Anayasamızın 2. maddesi uyarınca bir hukuk devleti olan, 125. maddesine de göre de idarenin her türlü eylem ve işlemine karşı yargı yolunun açık olduğu Ülkemizde mülakatlar, zorunluluk varsa yapılmalı ve bu da yargısal denetime elverişli ve nesnel (objektif) ölçütlere (kriterlere) uygun biçimde gerçekleştirilmelidir. Bunun için de mülakat yapılan görevin/mesleğin özellikleri dikkate alınarak; ölçütleri, ağırlıkları ve değerlendirme esaslarını içeren bir yöntem mutlaka belirlenmelidir.
Danıştayın ilgili dairelerinin ve İdare Dava Daireleri Kurulunun geçmiş yıllarda verdiği, “Mülakatların teknolojik imkânlardan yararlanılarak, elektronik ortamda görüntülü ve sesli olarak kayıt altına alınmaması hâlinde, daha sonra bunun yargısal denetiminin yapılamayacağına,” ilişkin önemli ve yol gösterici kararları bulunmasına karşın, idareler nedense bunu ısrarla dikkate almamış ve kayıttan kaçınmışlardır.

**Veri Kesiti**
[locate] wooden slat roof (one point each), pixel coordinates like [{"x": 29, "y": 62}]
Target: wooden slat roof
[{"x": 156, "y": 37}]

**Yapılacaklar**
A. Mülakatlarla ilgili metnin "Danıştayın ilgili dairelerinin" sözlerinden "ve kayıttan kaçınmışlardır." sözlerine kadar uzanan kısmını olduğu gibi yazın.
B. Mülakatlarla ilgili metne göre mülakatların elektronik ortamda görüntülü ve sesli olarak kayıt altına alınması neden gereklidir? Bir ila üç cümleyle açıklayın.
Yanıtlarınızda yalnızca metni esas alın.

**Eksiksiz Yanıtlar**
A.
Danıştayın ilgili dairelerinin ve İdare Dava Daireleri Kurulunun geçmiş yıllarda verdiği, “Mülakatların teknolojik imkânlardan yararlanılarak, elektronik ortamda görüntülü ve sesli olarak kayıt altına alınmaması hâlinde, daha sonra bunun yargısal denetiminin yapılamayacağına,” ilişkin önemli ve yol gösterici kararları bulunmasına karşın, idareler nedense bunu ısrarla dikkate almamış ve kayıttan kaçınmışlardır.

B. Danıştayın ilgili dairelerinin ve İdare Dava Daireleri Kurulunun kararlarına göre, mülakatlar elektronik ortamda görüntülü ve sesli olarak kayıt altına alınmazsa daha sonra bunların yargısal denetimi yapılamaz. Metin, idarenin her türlü eylem ve işlemine karşı yargı yolunun açık olduğunu belirtir. Bu nedenle mülakatların yargısal denetime elverişli biçimde yapılması gerektiğini vurgular.